WHAT TO PRODUCE: Please copy out all the data. Every detail stays the same.

AVAILABLE DATA:
_ _ _ _ _
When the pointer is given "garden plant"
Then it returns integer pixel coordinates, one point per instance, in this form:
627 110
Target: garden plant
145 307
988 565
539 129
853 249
_ _ _ _ _
RESPONSE:
When the pointer is given "garden plant"
Then it returns integer pixel coordinates, one point per instance, in this form:
627 110
Target: garden plant
145 307
988 565
539 129
853 249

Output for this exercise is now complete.